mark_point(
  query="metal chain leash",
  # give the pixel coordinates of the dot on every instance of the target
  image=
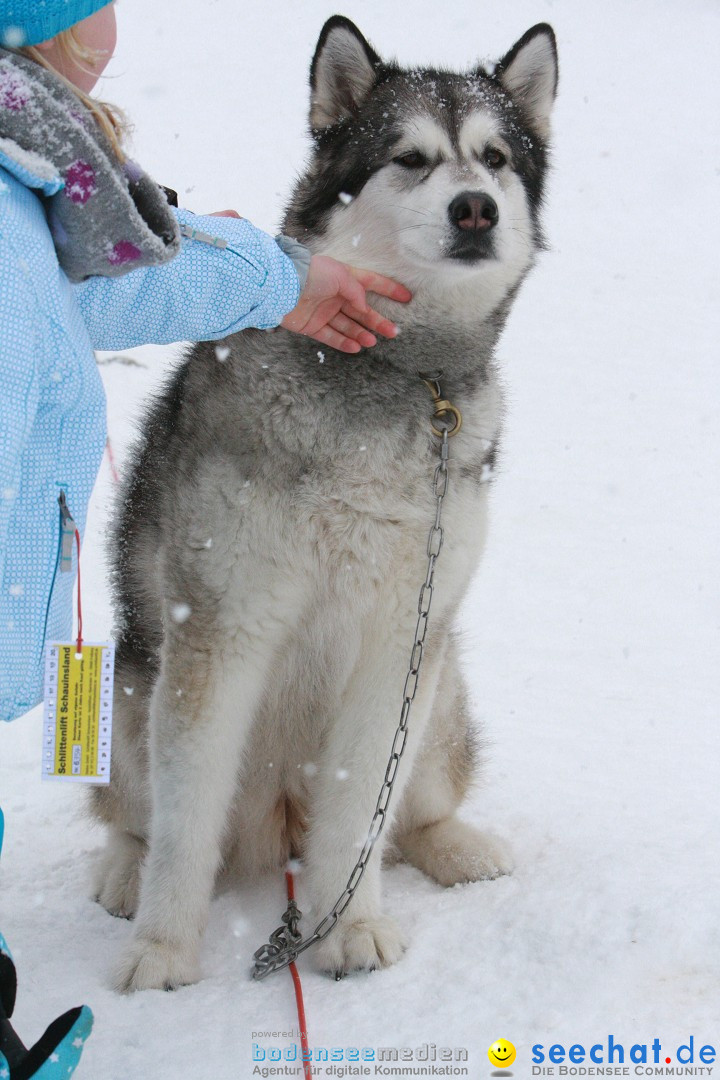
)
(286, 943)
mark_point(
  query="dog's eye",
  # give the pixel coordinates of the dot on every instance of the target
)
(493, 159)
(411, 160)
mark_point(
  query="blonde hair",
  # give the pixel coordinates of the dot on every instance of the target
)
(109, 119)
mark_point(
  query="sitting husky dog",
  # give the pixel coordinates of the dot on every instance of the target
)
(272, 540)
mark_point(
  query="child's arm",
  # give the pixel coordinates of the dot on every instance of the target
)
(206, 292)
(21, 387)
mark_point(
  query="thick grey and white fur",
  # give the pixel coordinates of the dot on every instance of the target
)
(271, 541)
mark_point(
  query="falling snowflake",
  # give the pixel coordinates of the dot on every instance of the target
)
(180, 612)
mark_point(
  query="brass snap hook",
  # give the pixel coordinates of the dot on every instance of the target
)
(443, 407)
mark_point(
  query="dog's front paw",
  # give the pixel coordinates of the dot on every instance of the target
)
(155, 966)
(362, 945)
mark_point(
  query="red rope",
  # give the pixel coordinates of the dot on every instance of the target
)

*-*-*

EXERCISE – The required output is each line above restated verbatim, with all images omitted.

ANSWER TO THE EXERCISE –
mark_point(
  query="metal chain leash",
  # give the pixel coordinates of the dot on every instance of the target
  image=
)
(286, 943)
mark_point(
  query="dog's eye",
  # give the pixel coordinates of the dot on every instance of the target
)
(493, 159)
(411, 160)
mark_point(
  query="blonde hair",
  # give the pixel coordinates of the dot on every instance of the target
)
(109, 119)
mark_point(
  query="sitting husky dog",
  # give the pixel coordinates of the dot on every instance of the target
)
(272, 540)
mark_point(
  query="child's arm",
  # give the pixel coordinates of the dot on every instance of the target
)
(206, 292)
(21, 387)
mark_point(
  query="thick grey and white fur",
  # give the pixel coordinates of the dot on every instance of the target
)
(271, 541)
mark_point(
  query="falling snowflake",
  # give the pixel coordinates of the dot on every instance of the target
)
(180, 612)
mark_point(
  query="brass snap hook",
  # give the pixel coordinates of the dot on every instance of the target
)
(443, 407)
mark_point(
  query="dog's front paw",
  # give the pixel coordinates of the dot on every instance of the target
)
(155, 966)
(362, 945)
mark_point(
  query="red rope",
  # give the pixel coordinates of the dot on every instance of the target
)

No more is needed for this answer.